課題一覧:
[A] 放射線治療の本文のうち、「Vero4DRTの照射軸は、最大185度ずつの上下回転、最大」で始まり「ために、 3次元干渉チェックのシステム化が急務になりました」」で終わる部分を、一字一句変えずに書き写してもらえますか。
[B] 放射線治療の本文にある「ただし、放射線量が多すぎると他の正常な組織を傷つけてしまう。」という一文を英語に訳すと、どうなりますか。

放射線治療装置の動きが高度化、人体との衝突予測が困難に
がんは、あらゆる病気の中でもっとも死亡率が高く、1981年
以来ずっと日本人の死因第1位を占めている※。
治療法としては、手術、放射線、抗がん剤、免疫療法などがあ
る。なかでも放射線治療は、患部を切るのではなく、臓器の形
態や機能を温存しながら治療できるため、 QOL(Quality of
life:生活の質)を高く維持できる治療法だ。
ただし、放射線量が多すぎると他の正常な組織を傷つけてし
まう。
「放射線治療の効果を高めるには、患部には十分に放射線を
照射し、他の組織にはできるだけ照射しないことがポイントに
なります。これを追求するために、わたしたちはさまざまな技
術革新を重ね、放射線治療装置の進化にもメーカーと共同し
ながら取り組んできました」と、京都大学大学院医学研究科
放射線腫瘍学・画像応用治療学教授溝脇尚志氏は語る。
まず、放射線量に強弱をつけられる照射技術が登場し、副作
用軽減は大きく前進した。次に、回転しながら放射線量に強弱
をつけられる照射技術が開発され、多方面から放射線を照射
できるようになって、患部への照射集中性が増した。
京都大学医学部附属病院放射線治療科ではさらに、純国産・
最新鋭の放射線治療装置Vero4DRTを導入。患者の呼吸に
よる腹部・胸部の動きを予測して、患部への高精度ピンポイン
ト照射を行う「動体追尾」を実現した。京都大学は、三菱重工
業のVero4DRT(本装置は事業譲渡され現在は日立製作所
が取扱い)の開発に研究段階から連携し、現在同装置は既に
臨床適用されている。
ここで溝脇氏は、動体追尾に加えて、放射線治療装置(照射
回転軸の)上下回転と前後方向への水平回転の 2つの回転
軸を同時に独立動作させることにより、高精度でよりピンポ
イントな波状軌跡照射ができるのではないか、と考えました。
そしてVero4DRTを用いての波状軌跡照射の同時制御プロ
ジェクトをスタートさせた。 2006年から粘り強く研究を重ね、
2016年からは患者への臨床治療に用いている。
「よりピンポイントな波状軌跡照射を制御することで、放射線
に弱い内臓の代表格である腎臓をよけながらの治療もでき
るようになりました」と溝脇氏。
実用に向けて乗り越えなければならなかったのが、干渉チェッ
クの問題だ。
Vero4DRTの照射軸は、最大185度ずつの上下回転、最大
60度ずつ水平回転ができる。しかも、 0.1ミリ単位、 0.1度単
位で動きの距離や回転角度を補正可能だ。ダイナミックかつ
緻密な動きができる。その一方で、患者人体や治療ベッドと
放射線治療装置との衝突を予測することがきわめてむずかし
くなった。
「治療装置と人体がぶつかるのを正確に予測して未然に防ぐ
ために、 3次元干渉チェックのシステム化が急務になりました」
と溝脇氏は説明する。
ダイナミックな動きの正確な干渉チェックを目指して3次元CADを利用
放射線治療は、「治療計画」「放射線照射」、「経過観察」、という
3ステップを踏む。

提供された記録:
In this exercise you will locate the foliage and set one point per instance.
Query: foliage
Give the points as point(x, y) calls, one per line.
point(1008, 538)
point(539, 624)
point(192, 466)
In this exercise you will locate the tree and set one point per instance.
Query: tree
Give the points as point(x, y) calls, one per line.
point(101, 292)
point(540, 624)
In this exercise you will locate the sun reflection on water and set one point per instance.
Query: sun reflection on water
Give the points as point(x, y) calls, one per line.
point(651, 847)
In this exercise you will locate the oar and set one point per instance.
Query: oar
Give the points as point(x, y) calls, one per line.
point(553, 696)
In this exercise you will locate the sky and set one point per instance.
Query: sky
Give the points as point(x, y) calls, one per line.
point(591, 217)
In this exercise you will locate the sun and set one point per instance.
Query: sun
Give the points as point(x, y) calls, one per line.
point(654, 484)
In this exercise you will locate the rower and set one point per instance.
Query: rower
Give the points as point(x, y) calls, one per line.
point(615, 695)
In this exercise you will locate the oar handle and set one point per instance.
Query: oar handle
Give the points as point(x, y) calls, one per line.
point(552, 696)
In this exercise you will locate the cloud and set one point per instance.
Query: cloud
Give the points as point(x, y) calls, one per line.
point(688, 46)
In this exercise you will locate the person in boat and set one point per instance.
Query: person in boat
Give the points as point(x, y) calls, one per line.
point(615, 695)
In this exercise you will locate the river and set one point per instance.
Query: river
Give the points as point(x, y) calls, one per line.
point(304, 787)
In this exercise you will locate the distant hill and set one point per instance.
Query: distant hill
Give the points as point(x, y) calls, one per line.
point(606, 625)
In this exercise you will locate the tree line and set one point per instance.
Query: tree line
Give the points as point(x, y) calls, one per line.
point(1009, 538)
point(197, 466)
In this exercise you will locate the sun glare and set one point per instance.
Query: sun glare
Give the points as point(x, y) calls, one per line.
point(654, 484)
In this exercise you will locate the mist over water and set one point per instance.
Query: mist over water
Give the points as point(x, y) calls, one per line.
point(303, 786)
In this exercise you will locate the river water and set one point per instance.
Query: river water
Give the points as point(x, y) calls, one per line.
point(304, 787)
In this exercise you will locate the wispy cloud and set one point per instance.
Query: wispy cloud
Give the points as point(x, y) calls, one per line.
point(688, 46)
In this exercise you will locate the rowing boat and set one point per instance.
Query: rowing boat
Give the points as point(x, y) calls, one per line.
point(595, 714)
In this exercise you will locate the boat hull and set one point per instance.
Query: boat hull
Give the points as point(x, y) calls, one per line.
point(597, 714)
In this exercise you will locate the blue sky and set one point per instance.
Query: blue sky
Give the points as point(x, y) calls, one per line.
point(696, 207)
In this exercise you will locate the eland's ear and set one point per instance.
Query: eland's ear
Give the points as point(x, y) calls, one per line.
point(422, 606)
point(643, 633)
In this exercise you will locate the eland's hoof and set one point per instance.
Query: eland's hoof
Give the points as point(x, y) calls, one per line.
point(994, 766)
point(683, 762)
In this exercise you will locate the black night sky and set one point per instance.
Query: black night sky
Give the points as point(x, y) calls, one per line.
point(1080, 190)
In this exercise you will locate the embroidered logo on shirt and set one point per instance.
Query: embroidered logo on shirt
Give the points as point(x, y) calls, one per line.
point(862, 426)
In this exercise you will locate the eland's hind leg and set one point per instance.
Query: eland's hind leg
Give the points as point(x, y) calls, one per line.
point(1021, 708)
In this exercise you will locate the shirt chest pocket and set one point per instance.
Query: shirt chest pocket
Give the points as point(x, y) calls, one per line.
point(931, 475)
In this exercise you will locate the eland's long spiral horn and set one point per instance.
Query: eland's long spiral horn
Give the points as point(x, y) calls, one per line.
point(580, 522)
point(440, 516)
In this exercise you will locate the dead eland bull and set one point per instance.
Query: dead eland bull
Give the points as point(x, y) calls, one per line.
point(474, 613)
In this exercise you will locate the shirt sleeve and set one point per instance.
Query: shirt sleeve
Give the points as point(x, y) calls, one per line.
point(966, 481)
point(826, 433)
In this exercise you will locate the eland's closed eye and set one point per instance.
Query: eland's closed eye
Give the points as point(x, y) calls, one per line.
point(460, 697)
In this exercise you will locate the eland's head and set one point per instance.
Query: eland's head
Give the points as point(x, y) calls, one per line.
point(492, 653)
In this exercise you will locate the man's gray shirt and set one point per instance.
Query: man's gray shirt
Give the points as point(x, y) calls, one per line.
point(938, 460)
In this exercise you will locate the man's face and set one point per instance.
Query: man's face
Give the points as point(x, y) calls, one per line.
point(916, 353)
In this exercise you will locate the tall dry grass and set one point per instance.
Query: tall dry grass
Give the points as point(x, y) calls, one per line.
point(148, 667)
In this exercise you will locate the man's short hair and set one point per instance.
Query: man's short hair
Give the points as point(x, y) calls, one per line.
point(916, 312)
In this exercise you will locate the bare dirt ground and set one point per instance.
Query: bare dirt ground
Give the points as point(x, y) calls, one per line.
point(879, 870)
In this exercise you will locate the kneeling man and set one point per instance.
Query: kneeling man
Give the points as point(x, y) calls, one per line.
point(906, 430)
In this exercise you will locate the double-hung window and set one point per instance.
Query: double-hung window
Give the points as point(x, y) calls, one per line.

演習の解答:
[A]
Vero4DRTの照射軸は、最大185度ずつの上下回転、最大
60度ずつ水平回転ができる。しかも、 0.1ミリ単位、 0.1度単
位で動きの距離や回転角度を補正可能だ。ダイナミックかつ
緻密な動きができる。その一方で、患者人体や治療ベッドと
放射線治療装置との衝突を予測することがきわめてむずかし
くなった。
「治療装置と人体がぶつかるのを正確に予測して未然に防ぐ
ために、 3次元干渉チェックのシステム化が急務になりました」

[B] However, if the radiation dose is too high, it damages other healthy tissue.